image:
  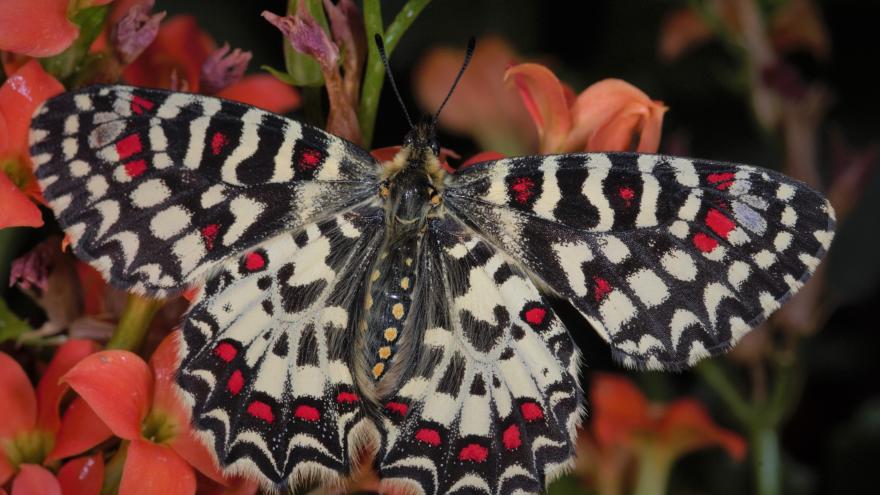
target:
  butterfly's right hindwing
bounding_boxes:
[178,206,384,485]
[30,86,379,295]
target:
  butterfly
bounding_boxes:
[30,70,834,494]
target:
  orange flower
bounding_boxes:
[122,15,300,113]
[580,373,746,493]
[63,333,226,495]
[504,63,666,153]
[413,36,537,155]
[0,59,64,229]
[0,0,112,57]
[0,340,110,485]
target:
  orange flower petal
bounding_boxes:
[119,440,196,495]
[659,399,746,460]
[0,60,67,155]
[590,373,650,448]
[215,74,300,113]
[0,0,79,57]
[170,432,227,485]
[58,454,104,495]
[0,171,43,229]
[504,64,572,153]
[37,340,100,432]
[0,456,15,486]
[122,15,215,93]
[46,397,113,461]
[12,464,61,495]
[64,351,153,440]
[0,352,37,438]
[150,331,225,484]
[563,79,666,152]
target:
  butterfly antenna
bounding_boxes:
[432,36,477,124]
[374,33,414,129]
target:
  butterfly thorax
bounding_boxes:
[359,120,444,404]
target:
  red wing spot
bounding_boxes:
[202,223,220,251]
[706,209,736,239]
[226,370,244,395]
[525,308,547,325]
[510,177,535,204]
[131,96,155,115]
[385,402,409,416]
[125,160,147,178]
[214,342,238,363]
[519,402,544,421]
[116,134,143,160]
[293,405,321,423]
[501,425,522,450]
[211,132,229,155]
[458,443,489,462]
[244,253,266,272]
[297,148,321,170]
[617,186,636,206]
[593,277,611,302]
[416,428,441,447]
[247,400,275,423]
[336,392,360,404]
[694,232,718,253]
[706,172,736,191]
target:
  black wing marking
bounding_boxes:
[376,219,581,495]
[30,86,379,295]
[444,153,834,368]
[178,206,384,486]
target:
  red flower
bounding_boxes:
[0,59,64,229]
[0,340,110,485]
[413,36,537,155]
[0,0,111,57]
[580,373,746,493]
[123,15,300,113]
[504,64,666,153]
[63,333,226,495]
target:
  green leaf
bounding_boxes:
[40,5,110,82]
[284,0,330,86]
[0,299,31,343]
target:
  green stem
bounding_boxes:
[300,86,325,129]
[358,0,431,148]
[750,424,782,495]
[696,359,755,425]
[107,294,165,351]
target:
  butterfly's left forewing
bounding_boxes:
[444,153,834,368]
[30,86,379,295]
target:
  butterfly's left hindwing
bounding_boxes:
[377,219,582,495]
[178,206,384,485]
[444,153,834,368]
[30,86,379,295]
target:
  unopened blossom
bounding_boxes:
[263,2,363,143]
[110,0,165,65]
[122,15,300,113]
[202,43,252,94]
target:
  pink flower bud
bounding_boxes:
[263,8,339,71]
[110,0,165,65]
[201,43,251,94]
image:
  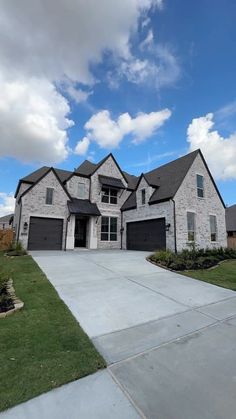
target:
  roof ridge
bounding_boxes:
[144,148,200,175]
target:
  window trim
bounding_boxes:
[187,211,196,243]
[45,186,54,206]
[196,173,205,199]
[78,182,85,199]
[101,186,118,205]
[209,214,218,243]
[100,215,118,243]
[140,188,146,205]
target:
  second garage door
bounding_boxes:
[28,217,63,250]
[127,218,166,251]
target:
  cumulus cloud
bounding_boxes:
[187,113,236,179]
[0,192,15,217]
[75,137,90,156]
[0,79,73,163]
[0,0,163,162]
[108,44,181,90]
[82,109,171,149]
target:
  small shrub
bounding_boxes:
[7,241,27,256]
[150,246,236,271]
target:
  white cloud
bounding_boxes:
[0,0,163,163]
[82,109,171,149]
[75,137,90,156]
[187,113,236,179]
[0,79,73,163]
[0,192,15,217]
[108,44,181,90]
[140,29,154,50]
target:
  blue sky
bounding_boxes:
[0,0,236,214]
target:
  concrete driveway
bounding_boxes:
[2,250,236,419]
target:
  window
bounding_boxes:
[141,189,146,205]
[102,188,117,204]
[197,175,204,198]
[187,212,195,242]
[101,217,117,241]
[210,215,217,242]
[46,188,53,205]
[78,182,85,199]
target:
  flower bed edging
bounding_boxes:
[0,279,24,319]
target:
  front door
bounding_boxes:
[75,218,87,247]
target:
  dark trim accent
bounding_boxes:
[16,202,22,242]
[148,200,171,205]
[18,167,71,202]
[197,149,226,208]
[120,205,137,212]
[63,172,90,184]
[171,198,177,253]
[14,179,33,198]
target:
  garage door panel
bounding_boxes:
[127,218,166,251]
[28,217,63,250]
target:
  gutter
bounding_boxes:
[16,199,22,242]
[171,198,177,253]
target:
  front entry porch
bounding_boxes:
[74,216,89,247]
[66,198,101,250]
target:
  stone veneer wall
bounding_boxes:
[66,176,90,199]
[91,157,130,249]
[13,182,31,237]
[19,172,69,248]
[122,178,175,251]
[174,155,227,251]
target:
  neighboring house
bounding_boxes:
[14,150,227,251]
[0,214,14,230]
[225,204,236,249]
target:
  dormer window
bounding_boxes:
[102,187,117,205]
[78,182,85,199]
[45,188,53,205]
[141,189,146,205]
[197,175,204,198]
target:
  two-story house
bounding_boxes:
[14,150,227,251]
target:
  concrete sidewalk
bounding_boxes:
[0,250,236,419]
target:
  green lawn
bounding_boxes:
[0,252,105,411]
[181,260,236,291]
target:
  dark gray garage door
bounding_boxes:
[127,218,166,251]
[28,217,63,250]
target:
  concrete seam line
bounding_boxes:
[107,366,148,419]
[91,308,196,341]
[124,276,192,309]
[108,320,219,368]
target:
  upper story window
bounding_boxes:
[78,182,85,199]
[102,188,117,204]
[45,188,53,205]
[187,212,196,242]
[197,175,204,198]
[141,189,146,205]
[210,215,217,242]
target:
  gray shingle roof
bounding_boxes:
[67,198,101,215]
[98,175,126,189]
[21,166,73,183]
[225,204,236,231]
[148,150,199,204]
[0,214,14,224]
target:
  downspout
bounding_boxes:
[171,198,177,253]
[64,214,70,252]
[16,200,22,242]
[120,211,124,250]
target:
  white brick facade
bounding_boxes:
[174,155,227,251]
[14,154,227,251]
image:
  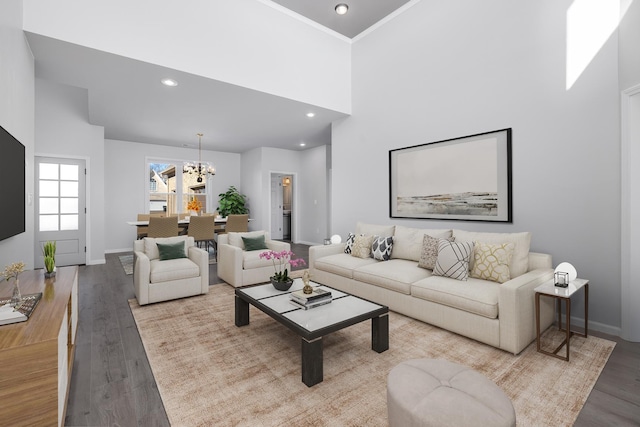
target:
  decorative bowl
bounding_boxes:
[271,278,293,291]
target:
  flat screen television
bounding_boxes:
[0,126,26,240]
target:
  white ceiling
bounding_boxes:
[27,0,408,153]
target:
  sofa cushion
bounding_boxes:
[453,230,531,279]
[144,236,189,261]
[356,221,396,236]
[471,242,514,283]
[315,253,378,279]
[353,259,431,295]
[242,250,278,273]
[227,230,265,251]
[411,276,500,319]
[433,239,473,280]
[371,236,393,261]
[149,258,200,283]
[391,225,451,262]
[351,234,373,258]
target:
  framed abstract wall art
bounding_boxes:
[389,128,512,222]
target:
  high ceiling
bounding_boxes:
[27,0,409,153]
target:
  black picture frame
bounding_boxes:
[389,128,513,222]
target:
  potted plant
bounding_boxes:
[42,241,56,277]
[218,185,249,217]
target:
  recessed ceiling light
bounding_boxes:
[336,3,349,15]
[160,79,178,87]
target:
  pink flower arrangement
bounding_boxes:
[260,251,307,282]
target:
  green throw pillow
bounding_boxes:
[157,242,187,261]
[242,235,269,251]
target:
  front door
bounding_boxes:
[34,157,86,268]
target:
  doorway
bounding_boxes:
[34,157,87,268]
[269,173,295,241]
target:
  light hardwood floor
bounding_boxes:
[65,245,640,427]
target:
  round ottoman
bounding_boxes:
[387,359,516,427]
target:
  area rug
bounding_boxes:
[118,254,133,274]
[129,284,615,426]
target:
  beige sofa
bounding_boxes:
[309,222,553,354]
[133,236,209,305]
[218,230,291,288]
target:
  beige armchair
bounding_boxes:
[133,236,209,305]
[218,230,291,288]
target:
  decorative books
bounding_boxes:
[290,288,332,310]
[0,293,42,325]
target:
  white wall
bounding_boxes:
[104,139,240,252]
[35,79,108,264]
[332,0,620,333]
[24,0,351,113]
[242,146,329,244]
[620,0,640,90]
[0,0,35,269]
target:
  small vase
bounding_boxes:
[9,279,22,307]
[271,277,293,291]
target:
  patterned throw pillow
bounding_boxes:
[351,234,373,258]
[418,234,453,270]
[344,233,356,254]
[471,242,515,283]
[433,239,473,280]
[371,236,393,261]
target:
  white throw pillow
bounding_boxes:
[453,230,531,279]
[227,230,267,251]
[391,225,451,261]
[471,242,514,283]
[144,236,189,261]
[433,239,473,280]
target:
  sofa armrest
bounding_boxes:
[189,246,209,294]
[218,244,243,288]
[498,268,553,354]
[265,240,291,252]
[309,243,345,269]
[133,251,151,305]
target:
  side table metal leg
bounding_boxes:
[565,298,571,362]
[371,313,389,353]
[236,296,249,326]
[301,337,324,387]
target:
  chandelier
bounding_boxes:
---+---
=== Problem ===
How many lines in the records above contain the string "wall"? Case counts. Reply with the number alone.

=== Solution to the exercise ===
3